» **Required action**: Produce a verbatim transcription of all records.

[[ Extracted material open ]]

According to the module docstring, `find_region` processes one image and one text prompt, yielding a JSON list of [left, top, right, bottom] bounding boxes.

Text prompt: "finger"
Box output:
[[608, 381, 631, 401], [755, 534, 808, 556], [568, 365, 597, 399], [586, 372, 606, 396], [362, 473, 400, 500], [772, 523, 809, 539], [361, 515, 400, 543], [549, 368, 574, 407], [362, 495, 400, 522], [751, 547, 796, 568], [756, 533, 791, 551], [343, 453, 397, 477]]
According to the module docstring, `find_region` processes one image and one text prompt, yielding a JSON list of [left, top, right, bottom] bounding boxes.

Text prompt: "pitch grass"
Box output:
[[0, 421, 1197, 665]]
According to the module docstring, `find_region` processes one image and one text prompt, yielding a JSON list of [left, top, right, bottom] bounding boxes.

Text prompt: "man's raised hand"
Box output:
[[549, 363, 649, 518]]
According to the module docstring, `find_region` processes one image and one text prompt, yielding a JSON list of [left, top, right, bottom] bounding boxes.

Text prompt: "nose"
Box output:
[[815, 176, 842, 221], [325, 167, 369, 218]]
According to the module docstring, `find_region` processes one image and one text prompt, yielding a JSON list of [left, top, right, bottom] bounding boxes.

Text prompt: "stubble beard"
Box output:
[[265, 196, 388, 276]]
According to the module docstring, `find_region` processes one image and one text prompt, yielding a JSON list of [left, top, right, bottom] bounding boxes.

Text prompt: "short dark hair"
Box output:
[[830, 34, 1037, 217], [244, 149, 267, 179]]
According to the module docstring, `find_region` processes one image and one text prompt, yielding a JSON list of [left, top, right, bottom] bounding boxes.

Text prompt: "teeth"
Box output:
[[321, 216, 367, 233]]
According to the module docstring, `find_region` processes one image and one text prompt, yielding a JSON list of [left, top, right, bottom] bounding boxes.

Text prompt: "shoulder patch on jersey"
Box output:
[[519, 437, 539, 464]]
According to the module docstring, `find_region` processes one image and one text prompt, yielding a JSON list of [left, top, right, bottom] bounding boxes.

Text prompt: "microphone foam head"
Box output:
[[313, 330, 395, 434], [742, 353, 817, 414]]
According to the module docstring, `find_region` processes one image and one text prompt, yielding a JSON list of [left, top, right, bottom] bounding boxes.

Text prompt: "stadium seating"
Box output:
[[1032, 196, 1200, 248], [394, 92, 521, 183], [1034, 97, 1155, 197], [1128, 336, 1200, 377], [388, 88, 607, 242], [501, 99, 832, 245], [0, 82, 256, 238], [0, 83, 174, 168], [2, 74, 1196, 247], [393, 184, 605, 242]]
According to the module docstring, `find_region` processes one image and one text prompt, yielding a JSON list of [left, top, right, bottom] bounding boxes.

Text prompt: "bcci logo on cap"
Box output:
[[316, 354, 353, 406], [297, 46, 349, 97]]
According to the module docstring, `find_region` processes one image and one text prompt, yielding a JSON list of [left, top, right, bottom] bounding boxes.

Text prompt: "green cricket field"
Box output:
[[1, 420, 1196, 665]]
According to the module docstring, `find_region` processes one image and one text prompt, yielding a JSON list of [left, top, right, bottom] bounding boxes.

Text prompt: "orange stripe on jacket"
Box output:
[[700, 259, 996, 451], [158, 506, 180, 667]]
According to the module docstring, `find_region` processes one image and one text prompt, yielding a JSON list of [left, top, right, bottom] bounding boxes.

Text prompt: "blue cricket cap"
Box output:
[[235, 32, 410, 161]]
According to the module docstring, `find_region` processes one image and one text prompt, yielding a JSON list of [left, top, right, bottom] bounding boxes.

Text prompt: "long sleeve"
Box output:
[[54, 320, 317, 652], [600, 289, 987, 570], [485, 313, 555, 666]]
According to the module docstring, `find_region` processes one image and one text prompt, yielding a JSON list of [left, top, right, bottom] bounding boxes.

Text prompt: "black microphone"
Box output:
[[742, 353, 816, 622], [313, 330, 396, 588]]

[[ Extracted material closed ]]

» **Result for this exercise**:
According to the module docstring, `find_region` processes one image and one text prompt, yielding a JSON list of [left, top, right, bottom] bounding boxes.

Text prompt: "finger"
Box output:
[[608, 381, 631, 401], [755, 534, 808, 556], [568, 365, 597, 399], [586, 372, 606, 396], [362, 473, 400, 500], [772, 523, 809, 539], [361, 515, 400, 543], [549, 368, 574, 407], [362, 495, 400, 522], [751, 547, 796, 568], [756, 533, 791, 551], [343, 453, 397, 477]]
According to the module docstring, `find_region` processes one image and one text prompt, yielding a JSON list of [left, top, right, bottom] bounding boxes.

Text prompt: "pitch grass"
Box output:
[[0, 421, 1197, 665]]
According to the module docstring, `find_region` processes one image and one text prompt, yielding a JSON list of [left, top, right, bottom] bounding boxes.

Text prompt: "man's raised hand"
Box output:
[[549, 363, 649, 518]]
According to the module docstring, `find_region` processes one image and one text prompt, yielding a JSON list of [left, top, right, bottom] bounding boxes.

Text prompt: "nose"
Box output:
[[815, 176, 842, 221], [325, 167, 369, 218]]
According to the module docstring, `find_region` processes one image and one text prompt, yielding a JSON list of [left, top, right, bottom] bounding boxes.

Text prompt: "stubble beard"
Box output:
[[265, 196, 388, 276]]
According to the module docstring, `find_region` processes one image and one text prompt, yielding a JSON list of [left, top, right, bottom] bounding boxes.

Text prompt: "short dark hair"
Box output:
[[830, 34, 1037, 217], [244, 149, 267, 179]]
According to the module docstring, `find_region` processes one image and one text prompt, yielding a JSON list of [left, top, right, bottom] bounding boxes.

Text prompt: "teeth"
Box output:
[[321, 216, 367, 233]]
According to the module docstring, `find_region` processes one image and one text prompt, yielding a JSON list of [left, top, right, bottom] bounding boxes.

Text prompt: "shoulder patch on jersey"
Box output:
[[519, 437, 539, 464]]
According to the module docstring, `find_region` processes one image and one text prompt, yielding a JSON list of [left, top, right, bottom] bounding boxes.

Text prompt: "microphone foam head"
Box output:
[[313, 330, 395, 434], [742, 353, 817, 414]]
According to the module docstring, `find_region` processes one image and one text prompt, yielding a JSON list of [left, top, right, bottom] bounding boxes.

Text prompt: "stadium seating"
Box output:
[[1032, 196, 1200, 248], [394, 92, 521, 183], [1034, 97, 1155, 197], [1128, 336, 1200, 377], [388, 88, 607, 242], [501, 99, 832, 245], [0, 82, 256, 238], [0, 83, 174, 168], [2, 74, 1196, 247], [393, 184, 605, 242]]
According to the module docstring, `find_region` processes one image and one text prompt, yielding a JSON list of [left, top, right, bottom] bounding boxes.

Text prompt: "bcci logo on cap"
Box output:
[[316, 354, 353, 406], [297, 46, 349, 97]]
According to the module docstring, `find_region` processes one image and one text prompt, yielding a JSON list of [left, top, right, bottom] bounding boxes.

Text prompt: "green cricket field"
Box output:
[[1, 420, 1196, 665]]
According to the module docstring, `find_region` processes one image and one text prompt, yielding a JSON list of [left, top, right, bottom] bounding boxes.

Text prompt: "orange stripe on jacket"
Box output:
[[700, 259, 996, 451], [158, 506, 180, 667]]
According to the module docstring, `find_region` processes one image and one text prompt, yielding a JSON list of [left, top, right, bottom] bounding boxes.

Text prompt: "blue cricket cap"
Box output:
[[235, 32, 410, 161]]
According to the module docstring, `find_region` processes one image and one text prompt, yielding a JSON list of [left, top, right, bottom] bounding boxes.

Text prompt: "long sleeve"
Box output:
[[54, 320, 317, 652], [600, 289, 987, 570], [485, 313, 555, 666]]
According to the module docstring, `find_region` processes one image and one text prompt, yielding a JSON list of [left, top, right, bottom] bounding boxes.

Text prompt: "black microphone"
Box output:
[[742, 353, 816, 622], [313, 330, 396, 588]]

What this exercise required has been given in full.